SOURCE DATA:

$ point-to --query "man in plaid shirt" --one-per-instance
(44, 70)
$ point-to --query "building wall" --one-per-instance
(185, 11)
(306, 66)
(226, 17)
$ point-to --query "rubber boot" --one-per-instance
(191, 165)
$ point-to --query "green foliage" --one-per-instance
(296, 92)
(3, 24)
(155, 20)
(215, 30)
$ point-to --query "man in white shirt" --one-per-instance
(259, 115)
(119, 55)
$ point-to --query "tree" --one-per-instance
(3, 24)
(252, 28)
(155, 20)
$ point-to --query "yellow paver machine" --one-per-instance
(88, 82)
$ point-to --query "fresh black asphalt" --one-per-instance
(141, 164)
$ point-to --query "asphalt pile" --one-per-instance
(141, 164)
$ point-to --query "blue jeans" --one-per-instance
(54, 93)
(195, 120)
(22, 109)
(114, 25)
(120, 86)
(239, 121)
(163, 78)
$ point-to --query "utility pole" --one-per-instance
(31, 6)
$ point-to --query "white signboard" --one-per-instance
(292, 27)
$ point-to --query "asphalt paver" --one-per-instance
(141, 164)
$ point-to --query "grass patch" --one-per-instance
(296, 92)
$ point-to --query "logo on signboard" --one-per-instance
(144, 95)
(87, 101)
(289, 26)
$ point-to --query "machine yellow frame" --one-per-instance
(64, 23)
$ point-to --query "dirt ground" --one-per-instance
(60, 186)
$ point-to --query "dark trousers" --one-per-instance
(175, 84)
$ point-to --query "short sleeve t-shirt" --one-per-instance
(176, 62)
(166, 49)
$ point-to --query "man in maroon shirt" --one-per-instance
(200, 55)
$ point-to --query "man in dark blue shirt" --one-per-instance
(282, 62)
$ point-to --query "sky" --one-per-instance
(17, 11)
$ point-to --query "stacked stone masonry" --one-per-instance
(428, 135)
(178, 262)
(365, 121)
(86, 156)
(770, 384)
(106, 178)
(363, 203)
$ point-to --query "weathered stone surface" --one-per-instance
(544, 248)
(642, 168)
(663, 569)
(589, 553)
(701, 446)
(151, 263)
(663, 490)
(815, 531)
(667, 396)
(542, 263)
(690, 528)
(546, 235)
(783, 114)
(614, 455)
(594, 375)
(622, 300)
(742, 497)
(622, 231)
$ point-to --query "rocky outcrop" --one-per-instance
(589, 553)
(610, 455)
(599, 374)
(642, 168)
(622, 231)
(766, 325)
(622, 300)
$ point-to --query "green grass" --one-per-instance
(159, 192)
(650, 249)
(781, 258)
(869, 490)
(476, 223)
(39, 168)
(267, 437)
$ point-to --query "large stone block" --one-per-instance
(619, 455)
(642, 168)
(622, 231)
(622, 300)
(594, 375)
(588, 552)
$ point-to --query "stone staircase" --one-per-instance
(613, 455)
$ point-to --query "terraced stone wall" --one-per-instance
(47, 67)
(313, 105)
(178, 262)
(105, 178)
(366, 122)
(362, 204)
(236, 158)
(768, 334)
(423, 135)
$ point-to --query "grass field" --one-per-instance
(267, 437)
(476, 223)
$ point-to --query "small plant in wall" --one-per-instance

PROMPT:
Repeat all of the records above exactly as written.

FINISHED TASK:
$ point-to --query "man in plaid shirt" --one-per-instance
(44, 70)
$ point-to --query "building wall" --one-per-instance
(185, 11)
(306, 66)
(226, 17)
$ point-to --query "rubber boot" --one-per-instance
(191, 165)
$ point-to --query "green foliage" --one-per-instance
(296, 92)
(3, 24)
(155, 20)
(215, 30)
$ point-to --query "man in white shirt" --one-per-instance
(259, 115)
(119, 55)
$ point-to --query "tree" --one-per-instance
(3, 24)
(252, 28)
(155, 20)
$ point-to --query "yellow paver machine" --one-per-instance
(88, 82)
$ point-to --query "fresh black asphalt" --one-per-instance
(141, 164)
$ point-to --query "asphalt pile" --one-per-instance
(141, 164)
$ point-to --query "blue jeans" --one-per-instance
(54, 93)
(195, 120)
(22, 109)
(114, 25)
(120, 86)
(239, 121)
(163, 78)
$ point-to --query "utility pole" --one-per-instance
(31, 6)
$ point-to --query "white signboard" --one-per-instance
(292, 27)
$ point-to --query "asphalt paver" --one-per-instance
(141, 164)
$ point-to --query "grass patch" --one-per-instance
(296, 92)
$ point-to --query "logo on signboard" --one-per-instance
(144, 95)
(87, 101)
(289, 26)
$ point-to --query "machine yellow frame" --one-per-instance
(64, 23)
$ point-to --query "dirt ground" --one-per-instance
(60, 186)
$ point-to --query "dark trousers" --one-per-instance
(175, 84)
$ point-to --query "short sleeve t-shirt" --one-per-instance
(176, 62)
(166, 49)
$ point-to --query "man in maroon shirt" --one-per-instance
(200, 55)
$ point-to --query "man in dark blue shirt" --one-per-instance
(282, 62)
$ point-to --query "sky" --one-per-instance
(17, 11)
$ point-to --query "stacked stone masonry" --one-per-instance
(428, 135)
(178, 262)
(365, 121)
(86, 156)
(770, 384)
(106, 178)
(363, 203)
$ point-to --query "weathered stone surface" --one-per-instance
(544, 248)
(642, 168)
(663, 569)
(589, 553)
(701, 446)
(151, 263)
(663, 490)
(815, 531)
(667, 396)
(542, 263)
(690, 528)
(546, 235)
(783, 114)
(614, 455)
(594, 375)
(622, 300)
(742, 497)
(622, 231)
$ point-to --query "rocky outcrop" --one-per-instance
(589, 553)
(610, 455)
(599, 374)
(642, 168)
(622, 231)
(766, 325)
(622, 300)
$ point-to --query "green grass" --one-per-instance
(159, 192)
(650, 249)
(781, 258)
(869, 490)
(476, 223)
(39, 168)
(267, 437)
$ point-to --query "large stone block" --one-per-instance
(619, 455)
(642, 168)
(622, 231)
(622, 300)
(594, 375)
(588, 552)
$ point-to --query "stone staircase" --one-per-instance
(613, 455)
$ point-to --query "terraced stone wall" --one-per-instance
(47, 67)
(313, 105)
(178, 262)
(105, 178)
(366, 122)
(362, 204)
(236, 158)
(768, 334)
(423, 135)
$ point-to --query "grass field" --one-per-instance
(267, 437)
(476, 223)
$ point-to --query "small plant in wall" --one-per-instance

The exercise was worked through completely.